→ YOUR TASK: Retype the data below exactly as it appears, but leave the images out.
## start GIVEN DATA
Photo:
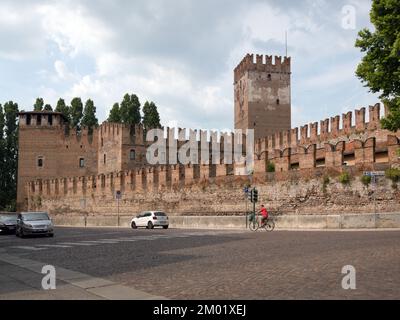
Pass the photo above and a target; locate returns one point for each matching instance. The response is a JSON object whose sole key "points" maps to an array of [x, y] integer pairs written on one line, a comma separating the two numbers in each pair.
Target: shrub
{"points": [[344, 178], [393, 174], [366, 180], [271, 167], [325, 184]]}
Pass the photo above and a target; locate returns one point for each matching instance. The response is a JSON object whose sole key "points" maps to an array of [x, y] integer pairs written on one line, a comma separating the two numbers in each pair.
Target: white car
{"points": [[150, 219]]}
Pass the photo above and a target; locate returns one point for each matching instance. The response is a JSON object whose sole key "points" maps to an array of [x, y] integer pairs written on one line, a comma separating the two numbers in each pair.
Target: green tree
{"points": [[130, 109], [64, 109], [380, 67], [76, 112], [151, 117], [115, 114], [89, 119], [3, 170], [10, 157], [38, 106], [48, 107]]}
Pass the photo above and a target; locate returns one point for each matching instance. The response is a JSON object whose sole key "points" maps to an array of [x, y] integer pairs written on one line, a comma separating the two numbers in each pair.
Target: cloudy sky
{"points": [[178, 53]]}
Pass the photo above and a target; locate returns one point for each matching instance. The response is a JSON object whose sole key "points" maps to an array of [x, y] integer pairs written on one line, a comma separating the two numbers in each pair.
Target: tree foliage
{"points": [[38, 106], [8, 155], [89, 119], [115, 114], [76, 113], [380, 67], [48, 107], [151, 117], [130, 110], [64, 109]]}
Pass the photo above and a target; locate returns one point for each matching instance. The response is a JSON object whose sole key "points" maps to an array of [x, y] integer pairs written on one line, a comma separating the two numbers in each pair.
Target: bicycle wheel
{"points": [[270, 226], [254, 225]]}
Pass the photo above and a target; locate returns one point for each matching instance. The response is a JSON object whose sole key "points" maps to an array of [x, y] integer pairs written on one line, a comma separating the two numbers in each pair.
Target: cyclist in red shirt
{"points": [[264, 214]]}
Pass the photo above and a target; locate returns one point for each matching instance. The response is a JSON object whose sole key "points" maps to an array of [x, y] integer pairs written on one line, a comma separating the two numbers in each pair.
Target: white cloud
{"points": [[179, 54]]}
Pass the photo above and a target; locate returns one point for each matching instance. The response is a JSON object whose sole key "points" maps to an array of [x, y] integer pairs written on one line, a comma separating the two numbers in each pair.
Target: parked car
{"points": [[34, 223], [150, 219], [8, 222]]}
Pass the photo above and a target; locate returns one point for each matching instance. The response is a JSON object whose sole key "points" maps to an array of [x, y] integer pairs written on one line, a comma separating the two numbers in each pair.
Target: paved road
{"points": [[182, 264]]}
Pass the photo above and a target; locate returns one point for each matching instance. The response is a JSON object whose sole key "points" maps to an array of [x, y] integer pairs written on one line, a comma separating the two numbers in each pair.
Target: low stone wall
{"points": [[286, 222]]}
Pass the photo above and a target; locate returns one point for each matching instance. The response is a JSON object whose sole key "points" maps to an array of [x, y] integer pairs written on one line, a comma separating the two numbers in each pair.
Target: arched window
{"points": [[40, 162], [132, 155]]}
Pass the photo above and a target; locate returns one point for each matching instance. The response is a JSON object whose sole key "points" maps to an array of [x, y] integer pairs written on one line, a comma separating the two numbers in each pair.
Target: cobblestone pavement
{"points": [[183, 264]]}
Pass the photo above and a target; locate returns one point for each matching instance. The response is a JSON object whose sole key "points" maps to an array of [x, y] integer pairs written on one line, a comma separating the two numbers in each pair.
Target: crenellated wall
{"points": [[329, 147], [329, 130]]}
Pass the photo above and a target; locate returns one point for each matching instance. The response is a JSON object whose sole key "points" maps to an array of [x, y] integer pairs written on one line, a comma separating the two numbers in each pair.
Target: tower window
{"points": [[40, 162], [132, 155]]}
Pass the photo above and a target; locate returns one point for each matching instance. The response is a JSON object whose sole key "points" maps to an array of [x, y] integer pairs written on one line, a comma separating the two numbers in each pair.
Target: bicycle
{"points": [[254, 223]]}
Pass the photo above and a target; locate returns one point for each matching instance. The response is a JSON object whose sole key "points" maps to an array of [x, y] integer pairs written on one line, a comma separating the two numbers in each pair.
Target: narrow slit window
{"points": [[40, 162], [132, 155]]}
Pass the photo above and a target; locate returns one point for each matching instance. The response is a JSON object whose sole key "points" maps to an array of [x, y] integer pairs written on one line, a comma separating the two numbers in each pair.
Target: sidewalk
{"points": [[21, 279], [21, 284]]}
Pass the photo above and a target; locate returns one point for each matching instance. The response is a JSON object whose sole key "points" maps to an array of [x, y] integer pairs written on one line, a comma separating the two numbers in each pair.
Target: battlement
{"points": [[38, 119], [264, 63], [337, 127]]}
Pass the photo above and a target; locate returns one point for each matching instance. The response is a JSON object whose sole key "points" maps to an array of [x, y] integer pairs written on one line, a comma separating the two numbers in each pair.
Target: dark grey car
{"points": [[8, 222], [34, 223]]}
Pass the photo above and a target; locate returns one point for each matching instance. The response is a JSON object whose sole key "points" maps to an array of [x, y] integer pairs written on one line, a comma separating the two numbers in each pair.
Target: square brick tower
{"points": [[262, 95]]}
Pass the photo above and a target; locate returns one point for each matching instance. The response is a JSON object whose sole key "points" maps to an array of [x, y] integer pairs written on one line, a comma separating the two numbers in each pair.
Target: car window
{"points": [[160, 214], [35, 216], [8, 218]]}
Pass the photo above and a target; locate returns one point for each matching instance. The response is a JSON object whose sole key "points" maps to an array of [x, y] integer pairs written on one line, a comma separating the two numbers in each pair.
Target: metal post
## end GIVEN DATA
→ COMPLETE OUTPUT:
Photo:
Pass the photo above and a target; locate returns one point for each matching instance. The response is a JSON object whose sole key "points" maps to an array of [x, y] integer pairs written on one line, a comma separating the two numbers in each pair.
Target: shrub
{"points": [[344, 178], [393, 174], [366, 180], [271, 167], [325, 184]]}
Pass the photo above and a target; locate returns one point for each matching instance. The response is a JSON object whose sole key "points" maps to an array of [x, y] integer pairs written on one line, a comma separating the two numbers in each pair.
Target: white car
{"points": [[150, 219]]}
Pass the photo above and a target; locate returns one point for each matching instance. The response is a JSON object whose sole key "points" maps to an array of [x, y] integer pairs written on one line, a comma separating the two numbers in each pair.
Target: green tree
{"points": [[130, 109], [64, 109], [380, 67], [76, 112], [151, 117], [115, 114], [89, 119], [3, 170], [10, 157], [38, 106], [48, 107]]}
Pass the photo above and a target; locate returns one point for each matching instance. The response is a JSON object whose sole key "points" maps to an array of [x, y] integer pairs written on one line, a comma separating the two numbers in each pair.
Target: cloudy sky
{"points": [[178, 53]]}
Pass the photo above and a target; locate returns one point for each matching instance. The response is a JSON object whose sole key "points" maps to an array of [x, y] integer pairs written on one line, a comma separating the two numbers in each pair.
Target: tree foliage
{"points": [[38, 106], [8, 155], [89, 119], [115, 114], [76, 113], [380, 67], [48, 107], [151, 117], [130, 110], [64, 109]]}
Pass the photo above and a target; locate returns one point for each matching instance. The response is a JSON object whose sole key "points" maps to an array of [x, y] integer pairs written on one line, a comma separating the two numbers in each pair.
Target: bicycle wheel
{"points": [[270, 226], [254, 225]]}
Pass the photo above and a target; locate returns one point for each matching instance. The response is a JSON object whose sole key "points" maps to an array of [x, y] integer pairs written on one line, a comma separating the two numbers in each pair.
Target: cyclist in red shirt
{"points": [[264, 214]]}
Pass the photo above and a target; locate returns one point for each matching instance. The response is a JSON object whose sole key "points" maps to an array of [x, y] integer pairs written on one line, a comma separating the two numbers in each pair.
Target: white cloud
{"points": [[179, 54]]}
Pass the photo above and a target; locate returns one point for each matching instance. The response is a JSON object whose sole key "points" maps to an array of [x, y] integer pairs written on one line, a comma separating the two numbers in each pair.
Target: parked car
{"points": [[34, 223], [150, 219], [8, 222]]}
Pass the photo above and a target; locate returns one point for each matching instance. The response is a JSON object whose sole key "points" maps to an array of [x, y] integer pairs written on one line, a comma separating the two numbers in each pair.
Target: paved road
{"points": [[182, 264]]}
Pass the photo above and a target; locate returns one point for each matching instance. The response is a JSON object whose sole key "points" maps to an array of [x, y] integer pairs written on one line, a comma separating the two numbers in each pair.
Target: low stone wall
{"points": [[286, 222]]}
Pass the photo above and a target; locate returns one point for each matching instance. The response is a JSON object whose sole key "points" maps to an array of [x, y] integer pairs written on one line, a comma separating the two numbers in each pair.
Target: arched window
{"points": [[40, 162], [132, 155]]}
Pass the photo above and a target; locate returns one point for each matching instance. The response is a JSON object whose sole key "points" maps to an array of [x, y] integer pairs written on one line, a comma separating the two numbers in each pair.
Target: cobblestone pavement
{"points": [[183, 264]]}
Pass the photo above and a target; locate returns one point for each matching instance. The response is a JSON object whose sole key "points" maps to an array of [x, y] integer pairs written on one line, a comma separating the two numbers in each pair.
Target: crenellated wall
{"points": [[329, 147], [329, 130]]}
Pass the photo above and a target; locate returns one point for each matching instance. The response is a JSON object whose sole key "points" maps to an array of [x, y] integer pairs written on one line, a comma separating the two numbers in each pair.
Target: tower window
{"points": [[40, 162], [132, 155]]}
Pass the photo above and a target; locate returns one point for each matching instance. The response is a JSON object whose sole key "points" maps to an array of [x, y] integer pairs written on one line, a comma separating the two numbers in each pair.
Target: bicycle
{"points": [[254, 223]]}
Pass the photo above and a target; locate returns one point for each matching instance. The response is a JSON object whose sole key "points" maps to an array of [x, y] integer pairs written on one line, a comma separating the two numbers in each pair.
Target: narrow slit window
{"points": [[40, 162], [132, 155]]}
Pass the photo above and a target; locate returns one point for each matching instance. The response is a JSON object whose sole key "points" maps to an array of [x, y] integer pairs written on one line, a comma separating the two numbers in each pair.
Target: sidewalk
{"points": [[21, 279], [21, 284]]}
Pass the photo above and a target; locate returns one point for each matching instance. The response is a JSON object whose sole key "points" maps to an array of [x, y] integer pairs written on one line, a comma separating the two numbers in each pair.
Target: battlement
{"points": [[38, 119], [264, 63], [337, 127]]}
Pass the photo above and a target; locate returns one point for each matching instance. The response is a JSON object whose sole key "points" maps to an array of [x, y] integer pairs written on one line, a comma separating the two numbers in each pair.
Target: dark grey car
{"points": [[8, 222], [34, 223]]}
Pass the photo above and a target; locate returns one point for each matching instance. The response is a JSON object whose sole key "points" maps to an array of [x, y] integer pairs written on one line, a comma separating the two numbers in each pair.
Target: square brick tower
{"points": [[262, 95]]}
Pass the photo above and a target; locate returns one point for each matching instance. The response is a JSON object whose sole key "points" maps to an array of [x, y] integer pairs written on one line, a comma separating the two numbers in each pair.
Target: car window
{"points": [[160, 214], [35, 216], [8, 218]]}
Pass the photo above and a target; locate returns one point for each matching instance. The response is a JSON object whose sole key "points" maps to an array of [x, y] integer pairs written on one line, a comma separating the two numbers in each pair.
Target: metal post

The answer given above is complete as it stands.